Набор заданий:
1. Процитируйте фрагмент беседы от слов «Чингиз Гусейнов: Во-первых, потому, что» до слов «своем знаменитом стихотворении.» включительно.
2. Ответьте, пожалуйста, по фрагменту беседы на вопросы:
(a) При ком, по словам Чингиза Гусейнова, был составлен Коран?
(b) Какая доля мусульман, как считается, приходится на суннитов?
(c) Исследователи каких стран помогли выстраивать порядок Корана?

Исходный текст:

Яков Кротов: Это как католики и православные – католиков миллиард, а православных 200 тысяч.

Считается, что приблизительно 90% мусульман – сунниты, а 10% – шииты

Чингиз Гусейнов: Да. А ведь Коран был составлен при Османе, который тоже считается у шиитов узурпатором власти, но когда говорят «Коран», имеется в виду суннитский. Шииты отрицают, что у них есть какой-то особый Коран, но какие-то вкрапления у них существуют.

Яков Кротов: А почему тогда вы начали писать роман (и много лет писали) не об Аврааме, а о пророке Мухаммеде?

Чингиз Гусейнов: Во-первых, потому, что почувствовал: оскорбляется человек, с которым связано мое формирование, мои предки, моя бабушка. И я решил написать роман о пророке Мухаммеде, чтобы показать, что это цивилизация, что нельзя этим так вот разбрасываться. Я хотел вообще показать феномен рождения пророка, который блестяще показал Пушкин в своем знаменитом стихотворении.

Кстати, этот сюжет связан и с Мухаммедом: разрезали грудь, вынули сердце… Ведь есть миф о том, что в детстве с Мухаммедом произошла такая история, и Пушкин это знал, потому что в те же годы, когда он написал «Подражание Корану», он написал и «Пророка»: вынули сердце, очистили и вложили обратно.

Но дело не в этом. Мне хотелось показать рождение пророка, а тогда надо показать, с чего он начал. Я знал об этом, но впервые мне это открылось с точки зрения творчества: все же спутано! Там же полностью нарушена хронология! Я листал книгу туда и сюда, и потом меня потрясло: как это люди посмели вторгнуться… И тогда я оставил работу и занялся хронологическим выстраиванием Корана. Мне помогли, у меня поработали огромные отряды русских, турецких, немецких исследователей, они приблизительно указали порядок слов. Я начал выстраивать – и получилась другая книга.

(Записи из источника данных)

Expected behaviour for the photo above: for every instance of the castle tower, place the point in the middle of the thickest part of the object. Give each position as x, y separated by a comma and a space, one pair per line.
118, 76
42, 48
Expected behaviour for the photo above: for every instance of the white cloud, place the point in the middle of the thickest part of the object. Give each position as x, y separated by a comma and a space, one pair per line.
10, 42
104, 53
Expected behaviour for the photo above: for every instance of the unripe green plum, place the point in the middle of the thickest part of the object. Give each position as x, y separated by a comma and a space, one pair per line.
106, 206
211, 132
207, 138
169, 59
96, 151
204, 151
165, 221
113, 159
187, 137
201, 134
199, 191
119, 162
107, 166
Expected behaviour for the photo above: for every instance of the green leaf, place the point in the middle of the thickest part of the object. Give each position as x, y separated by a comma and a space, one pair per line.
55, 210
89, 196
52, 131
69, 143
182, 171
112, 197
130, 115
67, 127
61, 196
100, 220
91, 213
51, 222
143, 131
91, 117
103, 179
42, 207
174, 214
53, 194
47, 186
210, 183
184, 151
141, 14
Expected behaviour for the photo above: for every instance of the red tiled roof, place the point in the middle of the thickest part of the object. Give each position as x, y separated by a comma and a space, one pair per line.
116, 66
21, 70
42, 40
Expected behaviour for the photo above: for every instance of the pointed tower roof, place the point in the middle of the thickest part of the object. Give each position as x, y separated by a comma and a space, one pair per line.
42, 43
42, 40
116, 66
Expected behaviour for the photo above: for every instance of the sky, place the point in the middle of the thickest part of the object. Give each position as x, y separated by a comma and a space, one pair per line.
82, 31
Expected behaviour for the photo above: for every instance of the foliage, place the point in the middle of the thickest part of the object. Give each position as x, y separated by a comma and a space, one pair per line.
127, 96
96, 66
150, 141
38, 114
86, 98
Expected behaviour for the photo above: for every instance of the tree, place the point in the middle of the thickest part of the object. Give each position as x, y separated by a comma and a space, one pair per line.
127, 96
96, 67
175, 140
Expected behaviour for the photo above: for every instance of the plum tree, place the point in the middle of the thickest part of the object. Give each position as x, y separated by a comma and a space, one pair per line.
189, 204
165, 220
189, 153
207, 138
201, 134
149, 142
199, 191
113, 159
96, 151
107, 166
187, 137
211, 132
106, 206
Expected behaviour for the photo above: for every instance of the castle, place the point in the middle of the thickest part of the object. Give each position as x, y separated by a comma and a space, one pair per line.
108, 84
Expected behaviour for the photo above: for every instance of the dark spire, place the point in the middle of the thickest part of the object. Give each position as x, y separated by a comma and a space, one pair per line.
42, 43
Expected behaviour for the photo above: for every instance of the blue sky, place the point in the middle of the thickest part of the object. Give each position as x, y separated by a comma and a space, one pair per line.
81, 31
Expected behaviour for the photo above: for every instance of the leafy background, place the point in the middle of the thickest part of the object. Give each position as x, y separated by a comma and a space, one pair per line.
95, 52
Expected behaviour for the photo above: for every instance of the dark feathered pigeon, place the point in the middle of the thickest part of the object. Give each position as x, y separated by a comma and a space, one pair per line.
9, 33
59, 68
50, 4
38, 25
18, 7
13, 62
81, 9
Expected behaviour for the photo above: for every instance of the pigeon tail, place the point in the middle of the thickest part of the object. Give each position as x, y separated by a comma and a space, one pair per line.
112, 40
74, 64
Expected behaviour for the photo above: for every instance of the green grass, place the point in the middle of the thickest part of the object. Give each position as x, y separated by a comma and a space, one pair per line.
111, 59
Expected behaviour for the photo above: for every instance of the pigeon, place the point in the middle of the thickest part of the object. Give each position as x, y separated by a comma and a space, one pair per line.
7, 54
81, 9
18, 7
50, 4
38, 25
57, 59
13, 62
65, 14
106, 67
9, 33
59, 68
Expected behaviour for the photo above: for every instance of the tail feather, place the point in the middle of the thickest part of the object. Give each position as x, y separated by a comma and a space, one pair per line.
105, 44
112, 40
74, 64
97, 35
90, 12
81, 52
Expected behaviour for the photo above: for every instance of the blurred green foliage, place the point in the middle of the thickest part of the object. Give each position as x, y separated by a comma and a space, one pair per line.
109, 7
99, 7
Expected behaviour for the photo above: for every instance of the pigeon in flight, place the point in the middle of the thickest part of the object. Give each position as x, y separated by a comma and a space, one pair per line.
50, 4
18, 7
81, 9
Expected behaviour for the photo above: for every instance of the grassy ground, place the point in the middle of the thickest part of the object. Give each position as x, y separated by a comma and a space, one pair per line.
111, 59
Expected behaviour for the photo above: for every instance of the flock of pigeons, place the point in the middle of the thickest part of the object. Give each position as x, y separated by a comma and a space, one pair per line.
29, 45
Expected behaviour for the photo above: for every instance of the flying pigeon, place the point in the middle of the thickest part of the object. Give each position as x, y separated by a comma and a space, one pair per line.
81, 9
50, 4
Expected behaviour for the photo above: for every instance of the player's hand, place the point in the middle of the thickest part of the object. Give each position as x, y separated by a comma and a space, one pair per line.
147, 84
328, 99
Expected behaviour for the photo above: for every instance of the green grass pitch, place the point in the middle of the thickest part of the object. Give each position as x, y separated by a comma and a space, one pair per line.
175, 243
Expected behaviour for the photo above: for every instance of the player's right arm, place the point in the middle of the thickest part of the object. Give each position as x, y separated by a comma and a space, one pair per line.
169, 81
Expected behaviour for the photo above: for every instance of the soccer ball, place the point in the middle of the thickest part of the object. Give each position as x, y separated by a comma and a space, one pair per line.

Ответы к упражнению:
1.
Чингиз Гусейнов: Во-первых, потому, что почувствовал: оскорбляется человек, с которым связано мое формирование, мои предки, моя бабушка. И я решил написать роман о пророке Мухаммеде, чтобы показать, что это цивилизация, что нельзя этим так вот разбрасываться. Я хотел вообще показать феномен рождения пророка, который блестяще показал Пушкин в своем знаменитом стихотворении.

2.
(a) При Османе.
(b) Приблизительно 90%.
(c) Русские, турецкие и немецкие исследователи.